───── SELECTED TEXT ─────
Great article from the NY Times my dad sent me.... loved the chart (for a bigger/clearer version: click the link and click on the multimedia box in the left hand column)
"The nation’s economists are cautiously crawling out of their bunkers. The guns of recession are quieter now, and in the relative calm, there is talk of recovery — vague talk so far, particularly on the subject of hiring, lots of hiring.
Recessions have their milestones. There is the start, of course, in this case December 2007; the worst months, the winter and spring of this year; the gradual return to economic expansion, late this year maybe; and, finally, adding jobs.
That last one is a tough call, because this recession in some very important ways is not only deeper than any we’ve had since the 1930s but is particularly hard on family income and savings. And without family income and savings, consumption — and the jobs it produces — are put off.
Most Americans don’t consider a recession really over until work is once again plentiful, and the unemployment rate — which is now at 9.5 percent — finally starts going down. Ask economists when that will occur this time and they hesitate. No sooner than next summer, nearly all of them say. And that’s a guess, verging on wishful thinking.
“It is going to take a while for manufacturing and construction to stop losing jobs, and it will take time for businesses to be confident enough to go out and hire,” said Mark Zandi, chief economist at Moody’s Economy.com, who says the necessary confidence won’t return before next summer.
When it does, the hiring is likely to be spotty and cautious. Health care and education, for example, have added workers throughout the recession and as that steady hiring continues in post-recession America, the overall job numbers will finally begin to rise — not from a surge in the hiring of health care workers and teachers, but because fewer and fewer jobs will be disappearing in other sectors.
“You are combining a very deep recession with what at this point looks like a sluggish recovery,” said Jan Hatzius, chief domestic economist at Goldman Sachs.
Steep recessions — and few in American history have been steeper than this one — are usually followed by vigorous, steep recoveries that include job growth, particularly in manufacturing and retailing, as people make purchases they had put off. The result is a chain reaction in which stores reorder, factories hum and workers are hired. Satisfying pent-up demand, this process is called.
But this time is clearly different. The pent-up demand is not present — not with 6.46 million jobs gone in just 18 months and hundreds of billions of dollars in wages extinguished. Credit is harder than ever to get for those who might want to spend again, and there are fewer and fewer spenders. People who do have jobs are saving (not spending) more of their incomes than they have in years, trying to replenish wealth lost in the stock market and in the declining value of their homes.
And, perhaps most important, millions of workers on short schedules will very likely get their hours back before their bosses hire new people.
“We are talking the equivalent of adding back four to five million jobs just by restoring hours lost in this recession,” said Dean Baker, co-director of the Center for Economic Policy and Research. “That process of adding back hours won’t start before next June,” he says, “and I’m not confident it will begin even that soon.”
So much for a surge in hiring or spending. If there is what seems like a job surge next April and May, that will be because the Census Bureau is hiring 1.2 million census takers in those months for the 2010 census. The work is part time, but it will bolster the national employment rolls — only to be subtracted once the work is done in July.
───── MATERIAL ─────
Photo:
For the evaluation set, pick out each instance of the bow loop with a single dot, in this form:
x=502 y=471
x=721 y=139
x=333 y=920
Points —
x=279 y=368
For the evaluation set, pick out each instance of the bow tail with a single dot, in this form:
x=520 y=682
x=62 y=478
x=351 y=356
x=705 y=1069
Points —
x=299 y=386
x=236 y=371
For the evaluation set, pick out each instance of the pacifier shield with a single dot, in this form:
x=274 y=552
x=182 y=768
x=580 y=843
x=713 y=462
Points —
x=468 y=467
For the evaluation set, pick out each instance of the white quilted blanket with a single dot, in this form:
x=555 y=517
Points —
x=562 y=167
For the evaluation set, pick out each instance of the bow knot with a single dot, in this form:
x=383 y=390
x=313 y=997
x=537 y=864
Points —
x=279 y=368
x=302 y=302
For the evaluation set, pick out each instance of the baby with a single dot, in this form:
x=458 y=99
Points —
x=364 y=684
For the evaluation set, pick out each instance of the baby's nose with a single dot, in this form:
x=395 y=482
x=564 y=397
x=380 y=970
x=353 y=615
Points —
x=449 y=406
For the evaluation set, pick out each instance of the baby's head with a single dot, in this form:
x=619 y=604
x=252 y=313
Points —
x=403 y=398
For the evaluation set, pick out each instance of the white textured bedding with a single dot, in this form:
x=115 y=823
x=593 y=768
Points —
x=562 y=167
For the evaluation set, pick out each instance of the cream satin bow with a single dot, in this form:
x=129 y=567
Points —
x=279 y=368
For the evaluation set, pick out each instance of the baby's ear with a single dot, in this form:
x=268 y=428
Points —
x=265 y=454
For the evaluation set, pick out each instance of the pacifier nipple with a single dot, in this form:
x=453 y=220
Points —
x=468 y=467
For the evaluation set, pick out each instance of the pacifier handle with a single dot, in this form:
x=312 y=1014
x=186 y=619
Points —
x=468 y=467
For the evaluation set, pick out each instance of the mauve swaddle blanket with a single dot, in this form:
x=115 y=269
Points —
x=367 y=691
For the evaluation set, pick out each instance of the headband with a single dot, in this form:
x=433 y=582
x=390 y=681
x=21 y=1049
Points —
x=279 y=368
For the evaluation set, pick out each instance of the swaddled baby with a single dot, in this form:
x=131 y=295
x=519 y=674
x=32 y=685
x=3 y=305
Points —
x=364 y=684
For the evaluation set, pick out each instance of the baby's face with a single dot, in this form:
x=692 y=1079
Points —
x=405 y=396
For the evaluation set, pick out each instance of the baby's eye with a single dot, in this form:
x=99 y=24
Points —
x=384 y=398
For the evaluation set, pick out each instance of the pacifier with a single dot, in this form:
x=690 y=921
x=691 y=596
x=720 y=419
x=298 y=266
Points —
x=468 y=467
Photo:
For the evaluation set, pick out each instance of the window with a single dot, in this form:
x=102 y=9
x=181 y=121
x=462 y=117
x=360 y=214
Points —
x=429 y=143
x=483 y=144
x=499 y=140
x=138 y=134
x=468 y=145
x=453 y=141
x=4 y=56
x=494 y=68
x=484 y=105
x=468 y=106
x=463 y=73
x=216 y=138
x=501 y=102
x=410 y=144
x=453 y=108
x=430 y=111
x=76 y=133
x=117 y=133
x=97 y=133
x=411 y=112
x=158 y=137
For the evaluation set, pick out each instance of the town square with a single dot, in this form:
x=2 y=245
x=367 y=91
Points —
─────
• WHAT YOU NEED TO DO:
In the recession article, what would explain a seeming surge in jobs next April and May, and why won't it last?

• TASK OUTPUT:
The Census Bureau will be hiring 1.2 million census takers in those months for the 2010 census. The part-time work will bolster the national employment rolls, but those jobs will be subtracted once the work is done in July.